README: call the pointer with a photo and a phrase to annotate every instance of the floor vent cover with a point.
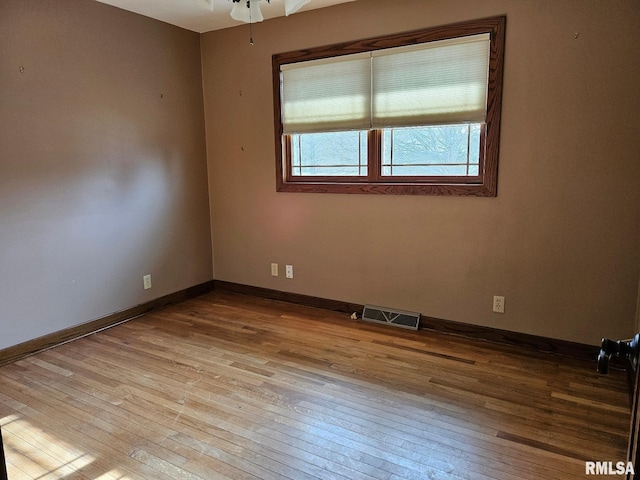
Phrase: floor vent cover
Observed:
(397, 318)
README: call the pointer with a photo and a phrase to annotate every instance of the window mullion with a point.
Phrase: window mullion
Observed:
(375, 155)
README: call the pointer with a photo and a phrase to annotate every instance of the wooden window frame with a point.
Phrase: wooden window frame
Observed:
(484, 185)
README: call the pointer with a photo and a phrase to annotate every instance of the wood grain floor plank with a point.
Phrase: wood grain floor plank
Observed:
(228, 386)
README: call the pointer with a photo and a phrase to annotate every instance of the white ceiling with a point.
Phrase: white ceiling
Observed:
(196, 15)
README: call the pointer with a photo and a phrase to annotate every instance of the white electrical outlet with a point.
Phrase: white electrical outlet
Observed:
(498, 303)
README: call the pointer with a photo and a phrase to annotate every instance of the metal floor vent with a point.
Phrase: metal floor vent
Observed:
(397, 318)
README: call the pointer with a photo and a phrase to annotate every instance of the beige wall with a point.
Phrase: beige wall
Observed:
(559, 241)
(102, 179)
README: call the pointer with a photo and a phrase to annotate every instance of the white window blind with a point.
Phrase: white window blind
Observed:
(430, 83)
(327, 94)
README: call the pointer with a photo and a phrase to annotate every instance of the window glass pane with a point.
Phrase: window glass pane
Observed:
(443, 150)
(329, 154)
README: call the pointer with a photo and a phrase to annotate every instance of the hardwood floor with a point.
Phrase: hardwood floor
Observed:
(235, 387)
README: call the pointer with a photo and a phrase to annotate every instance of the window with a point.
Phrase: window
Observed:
(415, 113)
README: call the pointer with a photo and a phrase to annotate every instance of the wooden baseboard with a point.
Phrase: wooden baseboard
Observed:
(11, 354)
(505, 337)
(521, 340)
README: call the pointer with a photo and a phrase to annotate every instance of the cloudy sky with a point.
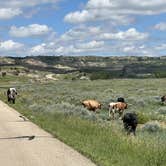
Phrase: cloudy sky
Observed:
(83, 27)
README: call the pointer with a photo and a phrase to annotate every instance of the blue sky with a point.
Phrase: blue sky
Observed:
(83, 27)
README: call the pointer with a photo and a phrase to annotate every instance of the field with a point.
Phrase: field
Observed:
(55, 106)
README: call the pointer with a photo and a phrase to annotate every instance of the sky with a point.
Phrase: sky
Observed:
(83, 27)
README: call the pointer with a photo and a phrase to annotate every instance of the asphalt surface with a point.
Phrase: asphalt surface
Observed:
(23, 143)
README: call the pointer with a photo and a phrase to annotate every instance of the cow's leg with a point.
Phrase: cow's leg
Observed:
(113, 114)
(120, 114)
(134, 129)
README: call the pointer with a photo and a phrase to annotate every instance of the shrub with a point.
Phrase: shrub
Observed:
(142, 118)
(151, 127)
(162, 110)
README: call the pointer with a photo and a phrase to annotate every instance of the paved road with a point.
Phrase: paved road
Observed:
(18, 149)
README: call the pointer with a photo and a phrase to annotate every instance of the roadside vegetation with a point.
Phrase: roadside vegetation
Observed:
(56, 107)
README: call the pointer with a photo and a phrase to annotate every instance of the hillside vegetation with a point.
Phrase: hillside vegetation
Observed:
(56, 107)
(94, 67)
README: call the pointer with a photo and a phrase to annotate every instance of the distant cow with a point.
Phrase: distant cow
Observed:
(11, 95)
(121, 99)
(116, 107)
(130, 122)
(91, 105)
(163, 99)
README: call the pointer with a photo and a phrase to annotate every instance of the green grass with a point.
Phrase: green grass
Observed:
(56, 108)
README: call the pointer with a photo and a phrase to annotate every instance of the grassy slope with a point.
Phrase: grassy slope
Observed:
(56, 108)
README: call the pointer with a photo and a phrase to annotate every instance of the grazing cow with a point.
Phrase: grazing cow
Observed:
(130, 122)
(121, 99)
(11, 95)
(163, 99)
(116, 107)
(91, 105)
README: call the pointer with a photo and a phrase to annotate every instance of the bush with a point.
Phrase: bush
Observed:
(151, 127)
(162, 110)
(142, 118)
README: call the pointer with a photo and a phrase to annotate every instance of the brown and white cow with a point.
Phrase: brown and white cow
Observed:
(91, 105)
(116, 107)
(11, 95)
(163, 99)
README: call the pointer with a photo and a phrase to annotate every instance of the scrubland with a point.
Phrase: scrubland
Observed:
(56, 107)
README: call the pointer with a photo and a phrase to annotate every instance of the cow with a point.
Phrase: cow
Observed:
(121, 99)
(163, 99)
(130, 122)
(116, 107)
(91, 105)
(11, 95)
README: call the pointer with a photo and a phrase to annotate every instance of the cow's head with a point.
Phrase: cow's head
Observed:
(99, 106)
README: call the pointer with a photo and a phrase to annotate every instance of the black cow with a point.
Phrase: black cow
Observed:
(121, 99)
(11, 95)
(163, 99)
(130, 122)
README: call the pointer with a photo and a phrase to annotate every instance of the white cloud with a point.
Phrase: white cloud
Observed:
(160, 26)
(119, 11)
(24, 3)
(29, 31)
(161, 47)
(8, 13)
(130, 34)
(97, 15)
(81, 33)
(10, 45)
(12, 8)
(91, 45)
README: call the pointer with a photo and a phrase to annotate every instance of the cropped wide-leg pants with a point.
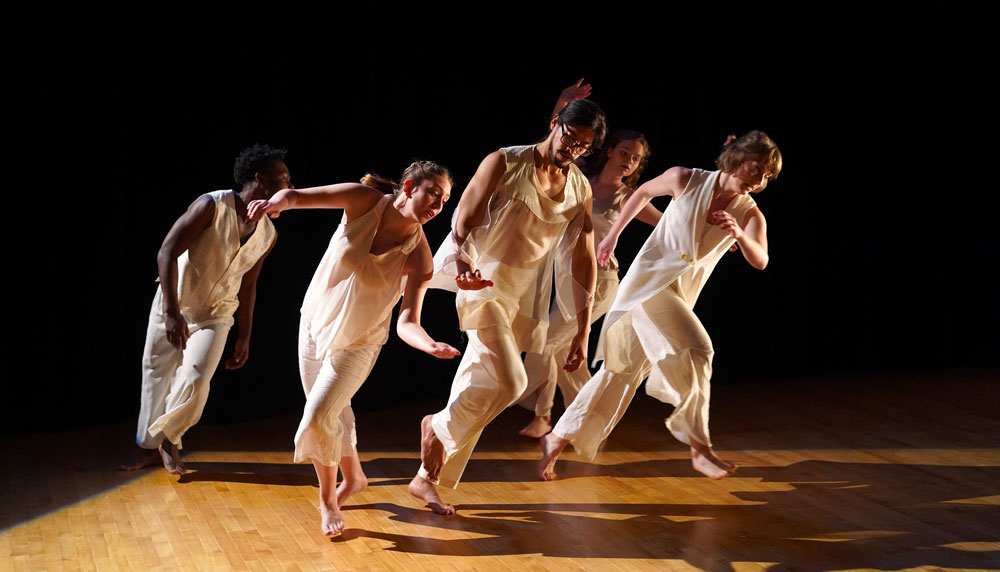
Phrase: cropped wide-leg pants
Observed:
(662, 333)
(175, 382)
(330, 379)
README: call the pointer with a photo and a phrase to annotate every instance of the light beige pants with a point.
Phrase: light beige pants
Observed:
(661, 333)
(175, 382)
(327, 432)
(545, 370)
(490, 377)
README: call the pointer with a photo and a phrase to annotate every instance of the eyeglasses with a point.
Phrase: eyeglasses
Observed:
(575, 146)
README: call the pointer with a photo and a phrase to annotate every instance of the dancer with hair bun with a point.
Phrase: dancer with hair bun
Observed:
(651, 328)
(378, 253)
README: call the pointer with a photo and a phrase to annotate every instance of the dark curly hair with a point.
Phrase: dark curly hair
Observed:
(418, 171)
(254, 159)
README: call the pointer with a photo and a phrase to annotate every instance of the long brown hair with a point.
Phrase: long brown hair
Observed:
(595, 163)
(418, 171)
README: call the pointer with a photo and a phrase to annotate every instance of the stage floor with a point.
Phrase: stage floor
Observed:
(887, 472)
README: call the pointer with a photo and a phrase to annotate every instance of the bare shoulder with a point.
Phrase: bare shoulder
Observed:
(678, 177)
(363, 197)
(421, 261)
(495, 162)
(203, 205)
(756, 214)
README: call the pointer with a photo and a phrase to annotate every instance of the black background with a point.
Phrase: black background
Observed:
(880, 226)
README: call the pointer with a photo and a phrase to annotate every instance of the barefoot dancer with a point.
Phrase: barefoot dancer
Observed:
(617, 169)
(517, 208)
(378, 252)
(651, 329)
(208, 266)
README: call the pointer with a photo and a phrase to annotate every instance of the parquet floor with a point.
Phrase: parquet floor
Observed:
(891, 473)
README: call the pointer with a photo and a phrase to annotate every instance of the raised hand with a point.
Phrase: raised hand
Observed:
(605, 250)
(472, 281)
(443, 351)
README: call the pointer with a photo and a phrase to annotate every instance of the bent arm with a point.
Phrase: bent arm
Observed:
(475, 200)
(244, 313)
(753, 240)
(585, 274)
(419, 268)
(649, 215)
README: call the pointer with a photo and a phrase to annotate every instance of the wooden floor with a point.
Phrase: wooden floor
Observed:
(887, 473)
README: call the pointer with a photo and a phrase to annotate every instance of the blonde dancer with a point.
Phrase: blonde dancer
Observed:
(377, 254)
(651, 328)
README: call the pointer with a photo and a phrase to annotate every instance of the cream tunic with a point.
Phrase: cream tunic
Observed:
(681, 253)
(545, 369)
(211, 270)
(515, 246)
(349, 302)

AIM OF THE EXERCISE:
In the records above, find every line with the word "shrub" and copy it.

WRITTEN SOLUTION:
README: call the pointer with a photo and a phrase to annotate every instance of the shrub with a point.
Phrase: shrub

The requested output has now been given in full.